__Exercise__
Reproduce the records below; each should match the original exactly.

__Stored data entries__
== == ==

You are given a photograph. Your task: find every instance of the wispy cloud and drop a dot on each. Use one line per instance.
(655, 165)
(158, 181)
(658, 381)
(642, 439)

== == ==

__Completed exercise__
You are given a photograph. Your task: find every instance of the wispy cloud and drop a dot on each. Use one line per instance.
(655, 165)
(158, 181)
(658, 381)
(642, 439)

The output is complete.